== To do ==
In the news summary on coral mortality, where were the experimental plots located?
START Text block
Ecology: Disturbance of microbial communities drives coral mortality
Nature Communications
June 8, 2016
Disturbance of microbial communities living on corals due to environmental stress factors contributes to coral mortality, describes a paper published in Nature Communications this week. The study shows that overfishing and nutrient pollution interact with elevated temperatures, resulting in larger populations of pathogenic bacteria living on corals and an increase in coral disease.
Worldwide, coral reefs are declining as a result of ocean warming, nutrient pollution, sedimentation and overfishing. Both corals and their associated microbes are known to be sensitive to these stress factors, but how exactly the interactions between these factors influence coral decline is not well understood.
In order to disentangle the effects of different environmental stress factors on microbial communities and coral health, Rebecca Vega Thurber and colleagues conducted a three-year-study in which they independently manipulated fish presence and nutrient pollution (nitrogen and phosphorus levels) in experimental plots on a reef in the Florida Keys, United States, located between the Atlantic Ocean and Gulf of Mexico. They found that each of these stress factors destabilized the microbial communities and increased coral mortality and that these effects were amplified when temperatures rose. Furthermore, the addition of nutrients increased algal cover and killed corals that were bitten by normally-benign parrotfish by facilitating predation by opportunistic bacteria.
These findings provide insight into which factors govern reef resilience and show that changes in species’ interactions within coral reefs coupled with climate change can fundamentally reorganize ecological communities down to the microbial level.
END Text block
START Data under study
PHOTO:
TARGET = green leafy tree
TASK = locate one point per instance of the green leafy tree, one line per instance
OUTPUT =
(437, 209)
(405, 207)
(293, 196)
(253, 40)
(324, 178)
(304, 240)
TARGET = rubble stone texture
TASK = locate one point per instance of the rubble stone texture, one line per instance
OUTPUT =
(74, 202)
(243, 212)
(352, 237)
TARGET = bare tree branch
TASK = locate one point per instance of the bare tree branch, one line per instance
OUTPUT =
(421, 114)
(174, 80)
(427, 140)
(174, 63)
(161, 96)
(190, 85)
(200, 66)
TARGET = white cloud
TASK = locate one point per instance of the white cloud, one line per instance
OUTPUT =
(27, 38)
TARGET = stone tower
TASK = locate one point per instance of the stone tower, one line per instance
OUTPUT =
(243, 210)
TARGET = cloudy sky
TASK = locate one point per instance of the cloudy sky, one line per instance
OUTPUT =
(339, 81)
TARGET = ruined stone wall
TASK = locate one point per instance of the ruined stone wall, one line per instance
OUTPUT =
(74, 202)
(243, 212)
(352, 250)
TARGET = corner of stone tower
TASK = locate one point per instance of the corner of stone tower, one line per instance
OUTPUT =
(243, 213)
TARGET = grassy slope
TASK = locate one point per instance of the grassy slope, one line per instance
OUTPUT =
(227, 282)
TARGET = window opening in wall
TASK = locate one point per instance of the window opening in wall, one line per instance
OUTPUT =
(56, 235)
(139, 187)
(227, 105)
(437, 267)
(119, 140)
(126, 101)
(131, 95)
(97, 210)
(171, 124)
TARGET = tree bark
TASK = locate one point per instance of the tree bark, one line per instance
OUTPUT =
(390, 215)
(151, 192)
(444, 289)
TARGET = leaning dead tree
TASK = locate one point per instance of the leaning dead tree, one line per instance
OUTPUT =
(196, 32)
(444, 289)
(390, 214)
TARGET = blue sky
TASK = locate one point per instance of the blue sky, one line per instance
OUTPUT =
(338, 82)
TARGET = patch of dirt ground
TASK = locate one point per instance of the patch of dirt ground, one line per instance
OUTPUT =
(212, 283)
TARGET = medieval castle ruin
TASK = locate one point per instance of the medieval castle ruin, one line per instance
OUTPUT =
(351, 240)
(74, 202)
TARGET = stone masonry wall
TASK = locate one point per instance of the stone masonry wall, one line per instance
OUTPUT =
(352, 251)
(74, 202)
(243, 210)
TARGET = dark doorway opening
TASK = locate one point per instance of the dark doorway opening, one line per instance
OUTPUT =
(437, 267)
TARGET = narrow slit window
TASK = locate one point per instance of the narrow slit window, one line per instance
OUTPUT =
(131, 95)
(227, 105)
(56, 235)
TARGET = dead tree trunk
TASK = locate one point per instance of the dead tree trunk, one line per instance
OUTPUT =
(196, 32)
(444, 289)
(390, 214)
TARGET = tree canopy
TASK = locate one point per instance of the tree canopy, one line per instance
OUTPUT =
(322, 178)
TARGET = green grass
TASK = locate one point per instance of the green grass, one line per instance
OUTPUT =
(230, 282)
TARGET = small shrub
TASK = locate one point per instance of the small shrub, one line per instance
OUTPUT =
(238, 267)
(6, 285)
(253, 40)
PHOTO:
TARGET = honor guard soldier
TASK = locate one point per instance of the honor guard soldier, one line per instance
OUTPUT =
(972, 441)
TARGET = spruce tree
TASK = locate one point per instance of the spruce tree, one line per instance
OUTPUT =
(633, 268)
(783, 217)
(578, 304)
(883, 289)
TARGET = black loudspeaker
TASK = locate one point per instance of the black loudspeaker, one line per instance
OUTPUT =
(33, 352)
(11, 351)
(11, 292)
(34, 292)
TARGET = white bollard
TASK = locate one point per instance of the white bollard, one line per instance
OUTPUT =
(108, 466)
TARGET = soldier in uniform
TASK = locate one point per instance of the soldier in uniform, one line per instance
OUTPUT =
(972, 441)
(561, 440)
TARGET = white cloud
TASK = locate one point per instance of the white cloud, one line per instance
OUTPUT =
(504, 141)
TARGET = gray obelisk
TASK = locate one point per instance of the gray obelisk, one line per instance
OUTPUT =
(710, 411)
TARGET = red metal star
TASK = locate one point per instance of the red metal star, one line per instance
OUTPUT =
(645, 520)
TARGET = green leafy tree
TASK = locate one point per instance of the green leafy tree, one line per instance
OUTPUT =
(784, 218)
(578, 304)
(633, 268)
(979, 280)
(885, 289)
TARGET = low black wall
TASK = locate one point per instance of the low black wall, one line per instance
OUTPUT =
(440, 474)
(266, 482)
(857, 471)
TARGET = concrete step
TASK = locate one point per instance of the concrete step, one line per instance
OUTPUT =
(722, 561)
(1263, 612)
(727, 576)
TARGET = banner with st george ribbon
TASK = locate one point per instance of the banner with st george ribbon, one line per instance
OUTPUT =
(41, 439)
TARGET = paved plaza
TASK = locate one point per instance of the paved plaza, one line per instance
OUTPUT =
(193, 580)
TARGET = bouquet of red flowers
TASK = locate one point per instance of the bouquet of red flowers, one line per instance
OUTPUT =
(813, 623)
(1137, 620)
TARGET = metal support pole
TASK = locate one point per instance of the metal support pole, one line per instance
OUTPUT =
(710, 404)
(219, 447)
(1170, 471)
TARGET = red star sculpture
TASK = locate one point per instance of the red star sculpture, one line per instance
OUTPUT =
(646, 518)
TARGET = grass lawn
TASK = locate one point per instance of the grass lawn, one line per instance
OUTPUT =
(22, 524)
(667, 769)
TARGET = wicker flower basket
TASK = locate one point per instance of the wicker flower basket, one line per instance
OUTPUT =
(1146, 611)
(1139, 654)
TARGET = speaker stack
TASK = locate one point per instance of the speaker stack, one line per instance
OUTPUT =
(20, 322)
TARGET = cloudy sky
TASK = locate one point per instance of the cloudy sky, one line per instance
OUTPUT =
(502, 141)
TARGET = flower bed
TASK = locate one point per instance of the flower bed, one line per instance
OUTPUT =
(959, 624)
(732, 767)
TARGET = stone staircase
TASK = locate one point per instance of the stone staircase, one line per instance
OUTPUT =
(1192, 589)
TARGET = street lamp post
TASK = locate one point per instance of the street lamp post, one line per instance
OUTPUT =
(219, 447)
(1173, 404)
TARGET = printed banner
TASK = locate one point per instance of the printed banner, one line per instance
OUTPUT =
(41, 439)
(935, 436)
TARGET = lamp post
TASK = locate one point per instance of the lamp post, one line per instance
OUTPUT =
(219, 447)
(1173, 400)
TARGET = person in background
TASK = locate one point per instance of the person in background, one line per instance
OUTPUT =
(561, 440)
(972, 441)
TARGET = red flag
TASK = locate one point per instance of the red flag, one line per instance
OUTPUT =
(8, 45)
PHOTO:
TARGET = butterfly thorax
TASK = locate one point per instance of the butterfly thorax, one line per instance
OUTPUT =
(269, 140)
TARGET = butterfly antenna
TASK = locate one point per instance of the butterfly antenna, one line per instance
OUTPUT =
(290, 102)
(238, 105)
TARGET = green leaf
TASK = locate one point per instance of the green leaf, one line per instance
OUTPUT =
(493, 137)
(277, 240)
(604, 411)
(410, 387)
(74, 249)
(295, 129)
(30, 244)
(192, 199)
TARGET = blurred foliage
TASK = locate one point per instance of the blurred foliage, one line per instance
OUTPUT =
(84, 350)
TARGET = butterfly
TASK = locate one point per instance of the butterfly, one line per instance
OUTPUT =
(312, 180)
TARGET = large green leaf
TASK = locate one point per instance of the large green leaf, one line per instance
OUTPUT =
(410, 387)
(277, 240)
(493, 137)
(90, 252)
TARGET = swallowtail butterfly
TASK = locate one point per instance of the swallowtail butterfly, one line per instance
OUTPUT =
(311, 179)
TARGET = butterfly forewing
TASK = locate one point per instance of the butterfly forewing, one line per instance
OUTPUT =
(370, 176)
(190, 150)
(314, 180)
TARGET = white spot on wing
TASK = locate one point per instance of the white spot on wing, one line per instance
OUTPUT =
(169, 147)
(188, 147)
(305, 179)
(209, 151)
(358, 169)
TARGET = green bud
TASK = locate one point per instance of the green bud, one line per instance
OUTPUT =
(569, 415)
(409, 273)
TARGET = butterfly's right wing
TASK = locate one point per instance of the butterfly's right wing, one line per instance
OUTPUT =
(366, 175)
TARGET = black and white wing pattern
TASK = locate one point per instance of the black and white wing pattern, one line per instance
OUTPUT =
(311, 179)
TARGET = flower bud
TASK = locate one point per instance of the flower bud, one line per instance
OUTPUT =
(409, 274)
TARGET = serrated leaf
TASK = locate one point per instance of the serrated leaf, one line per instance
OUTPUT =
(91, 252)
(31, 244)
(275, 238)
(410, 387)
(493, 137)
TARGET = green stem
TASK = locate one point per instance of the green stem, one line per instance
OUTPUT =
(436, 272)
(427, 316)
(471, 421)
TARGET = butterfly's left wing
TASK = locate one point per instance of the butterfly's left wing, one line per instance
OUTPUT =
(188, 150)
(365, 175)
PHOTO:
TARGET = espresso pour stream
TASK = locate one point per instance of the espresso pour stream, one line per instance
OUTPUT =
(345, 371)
END Data under study
== Reply to the exercise ==
On a reef in the Florida Keys, United States, between the Atlantic Ocean and the Gulf of Mexico.